MATERIAL SHOWN:
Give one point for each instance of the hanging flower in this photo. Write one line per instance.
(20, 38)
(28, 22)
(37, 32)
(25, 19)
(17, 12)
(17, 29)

WRITTEN TASK:
Rewrite the entries with "hanging flower" changed to "drooping blossom", keeping every other word and line the same.

ANSWER TO THIS PROBLEM:
Give one point for each instance of the drooping blossom in this photo. Write one line per instance.
(20, 38)
(28, 22)
(37, 32)
(25, 19)
(17, 12)
(17, 29)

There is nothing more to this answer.